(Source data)
◇ ◇ ◇ ◇ ◇
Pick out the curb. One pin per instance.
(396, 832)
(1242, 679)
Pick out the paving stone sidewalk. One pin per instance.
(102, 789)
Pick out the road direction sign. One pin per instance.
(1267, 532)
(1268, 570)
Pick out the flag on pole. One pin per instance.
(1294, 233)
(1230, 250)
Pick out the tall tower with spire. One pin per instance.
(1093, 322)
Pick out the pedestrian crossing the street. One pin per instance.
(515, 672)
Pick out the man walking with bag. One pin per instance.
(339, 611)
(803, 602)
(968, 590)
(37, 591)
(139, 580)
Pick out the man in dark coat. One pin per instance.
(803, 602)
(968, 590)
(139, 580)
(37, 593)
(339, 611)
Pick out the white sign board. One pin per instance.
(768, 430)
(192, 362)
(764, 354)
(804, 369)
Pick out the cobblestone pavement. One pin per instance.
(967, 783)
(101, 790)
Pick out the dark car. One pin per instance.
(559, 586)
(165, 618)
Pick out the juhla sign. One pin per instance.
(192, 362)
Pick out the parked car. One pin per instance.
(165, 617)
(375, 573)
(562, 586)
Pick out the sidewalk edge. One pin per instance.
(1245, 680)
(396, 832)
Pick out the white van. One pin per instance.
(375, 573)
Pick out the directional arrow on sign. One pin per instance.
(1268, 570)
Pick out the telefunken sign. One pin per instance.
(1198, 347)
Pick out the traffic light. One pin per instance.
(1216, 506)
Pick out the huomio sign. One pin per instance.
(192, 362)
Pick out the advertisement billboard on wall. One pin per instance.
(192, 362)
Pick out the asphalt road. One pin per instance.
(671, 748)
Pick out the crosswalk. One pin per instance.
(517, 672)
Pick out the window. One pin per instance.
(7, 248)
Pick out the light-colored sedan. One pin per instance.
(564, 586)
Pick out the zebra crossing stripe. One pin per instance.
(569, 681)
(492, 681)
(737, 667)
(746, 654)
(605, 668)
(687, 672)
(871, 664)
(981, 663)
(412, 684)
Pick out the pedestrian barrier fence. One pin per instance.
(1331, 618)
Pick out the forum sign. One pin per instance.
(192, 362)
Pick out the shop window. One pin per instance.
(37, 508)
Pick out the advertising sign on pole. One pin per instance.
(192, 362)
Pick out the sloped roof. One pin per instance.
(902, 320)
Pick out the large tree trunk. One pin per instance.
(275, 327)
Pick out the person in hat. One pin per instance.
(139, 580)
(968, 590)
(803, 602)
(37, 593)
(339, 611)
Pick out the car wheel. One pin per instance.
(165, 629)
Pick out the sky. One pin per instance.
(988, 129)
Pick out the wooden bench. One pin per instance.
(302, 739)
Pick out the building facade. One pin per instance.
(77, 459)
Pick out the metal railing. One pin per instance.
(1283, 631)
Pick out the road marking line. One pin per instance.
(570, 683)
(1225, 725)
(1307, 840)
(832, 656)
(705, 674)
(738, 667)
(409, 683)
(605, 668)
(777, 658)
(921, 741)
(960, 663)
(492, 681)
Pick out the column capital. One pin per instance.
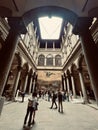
(17, 24)
(19, 68)
(82, 25)
(79, 69)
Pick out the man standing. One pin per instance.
(60, 105)
(54, 96)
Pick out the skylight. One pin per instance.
(50, 28)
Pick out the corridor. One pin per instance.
(76, 116)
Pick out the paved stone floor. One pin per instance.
(76, 116)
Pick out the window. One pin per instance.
(57, 60)
(50, 28)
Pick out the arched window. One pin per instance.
(57, 60)
(49, 60)
(41, 60)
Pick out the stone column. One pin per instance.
(30, 84)
(62, 82)
(73, 86)
(65, 82)
(68, 89)
(53, 61)
(8, 50)
(33, 83)
(16, 82)
(45, 61)
(85, 98)
(90, 50)
(25, 84)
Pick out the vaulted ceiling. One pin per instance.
(31, 10)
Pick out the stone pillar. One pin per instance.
(46, 46)
(62, 82)
(8, 50)
(85, 98)
(89, 49)
(53, 61)
(30, 84)
(68, 89)
(73, 86)
(45, 61)
(33, 83)
(25, 84)
(65, 82)
(16, 82)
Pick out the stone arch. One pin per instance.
(66, 14)
(41, 60)
(49, 60)
(86, 77)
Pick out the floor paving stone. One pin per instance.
(76, 116)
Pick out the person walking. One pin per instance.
(54, 96)
(60, 100)
(31, 108)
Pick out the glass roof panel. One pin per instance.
(50, 27)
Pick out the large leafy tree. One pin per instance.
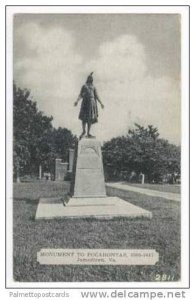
◇ ◇ ◇ ◇ ◇
§ **Requirement**: Edit every row above so that "One pin per instance" becomes "Place one pin for each instance", leaving all other text unchanged. Leave the pictures out.

§ **Result**:
Pick out the curb. Place one pin for each instance.
(396, 832)
(1242, 679)
Pick out the paving stone sidewalk. Place one pin for each instance.
(102, 789)
Pick out the road direction sign. Place one pin for each instance.
(1267, 532)
(1268, 570)
Pick out the flag on pole. Place one pin for each instance.
(1294, 233)
(1230, 250)
Pick out the tall tower with spire. Place one pin for each instance.
(1093, 322)
Pick out the pedestrian crossing the street. Place one pin for each instance.
(515, 672)
Pick out the man walking with bag. Place one pin for each instance.
(339, 611)
(803, 602)
(968, 590)
(37, 591)
(139, 580)
Pick out the man in dark coat. Place one pin for each instance.
(803, 602)
(968, 590)
(139, 580)
(37, 593)
(339, 611)
Pick out the white sign board. Place one pin for each instance.
(768, 430)
(192, 362)
(764, 354)
(804, 369)
Pick out the cobblestone pavement. Place one pin for each instance.
(967, 783)
(101, 790)
Pick out the dark car. Place one pin for each instance.
(559, 586)
(165, 618)
Pick out the juhla sign. Place one pin for each instance.
(192, 362)
Pick out the parked car. Place one pin for each instance.
(165, 617)
(375, 573)
(562, 586)
Pick out the sidewalk edge. Place one pin for each instance.
(1245, 680)
(396, 832)
Pick out the white van. Place one pin for each instance.
(375, 573)
Pick out the directional arrow on sign. Place one pin for each instance.
(1268, 570)
Pick out the telefunken sign. Place one pin for each instance.
(1198, 347)
Pick out the traffic light. Place one pin for each instance.
(1216, 506)
Pick out the huomio sign. Place one pin for each instance.
(192, 362)
Pick out the advertisement billboard on wall. Place one pin for each instance.
(192, 362)
Pick out the asphalt road. Place one pin for each instance.
(671, 748)
Pick out the crosswalk. Place one pin for each instance.
(517, 672)
Pick out the window. Place one pin for each instance.
(7, 248)
Pick out the light-colored sedan. Place one pin for each instance.
(564, 586)
Pick out the zebra crossing stripe. Place one pin for each instance.
(569, 681)
(492, 681)
(737, 667)
(746, 654)
(605, 668)
(687, 672)
(871, 664)
(981, 663)
(412, 684)
Pick out the pedestrian barrier fence. Place one pin for each instance.
(1331, 618)
Pick out the forum sign. Place one pin for each instance.
(192, 362)
Pick out the shop window. Place one pin for each instance.
(37, 508)
Pick out the advertising sign on pole. Place one pin for each instance.
(192, 362)
Pick out the sloped roof. Place one pin for each instance.
(902, 320)
Pick out the large tree trunk. Place one pin for each instance.
(275, 327)
Pick out the person in hat. Place one pin for each instance.
(139, 580)
(968, 590)
(803, 602)
(37, 593)
(339, 611)
Pick out the car wheel. Place one pin for each instance.
(165, 629)
Pick out the sky. Place one pin for each instance.
(988, 129)
Pick out the wooden bench. Place one pin for each instance.
(302, 739)
Pick out the building facade. Place one pin for each instance.
(77, 459)
Pick out the metal railing. Place one pin for each instance.
(1283, 631)
Pick out the road marking line. Place one pin for each instance.
(570, 683)
(1225, 725)
(1307, 840)
(832, 656)
(705, 674)
(738, 667)
(409, 683)
(605, 668)
(777, 658)
(921, 741)
(960, 663)
(492, 681)
Pick out the column capital. Place one pin for each instance.
(17, 24)
(19, 68)
(82, 25)
(79, 69)
Pick out the man standing. Place one pin for each instance.
(60, 105)
(54, 96)
Pick out the skylight. Place one pin for each instance.
(50, 28)
Pick out the corridor. Place one pin for each instance.
(76, 116)
Pick out the paved stone floor. Place one pin for each instance.
(76, 116)
Pick out the window. Place one pin for each instance.
(57, 60)
(50, 28)
Pick out the arched window. Place one pin for each instance.
(57, 60)
(49, 60)
(41, 60)
Pick out the stone column. Place one pin for each instance.
(30, 84)
(62, 82)
(73, 86)
(65, 82)
(68, 89)
(53, 61)
(8, 50)
(33, 83)
(16, 82)
(45, 61)
(85, 98)
(90, 50)
(25, 84)
Pick out the vaulted ceiling. Place one pin for each instance.
(31, 10)
Pick out the stone pillar. Place one pin for each instance.
(46, 46)
(62, 82)
(8, 50)
(85, 98)
(89, 49)
(53, 61)
(30, 84)
(68, 89)
(73, 86)
(45, 61)
(33, 83)
(25, 84)
(65, 82)
(16, 82)
Pick out the stone arch. Place one pin for each instance.
(66, 14)
(41, 60)
(49, 60)
(86, 77)
Pick out the floor paving stone. Place one pin for each instance.
(76, 116)
Pick out the person walking. Place one pin for each instance.
(54, 96)
(60, 100)
(31, 108)
Pick out the glass roof panel. Place one pin for each instance.
(50, 27)
Pick out the large leafy tree. Place one pin for each instance.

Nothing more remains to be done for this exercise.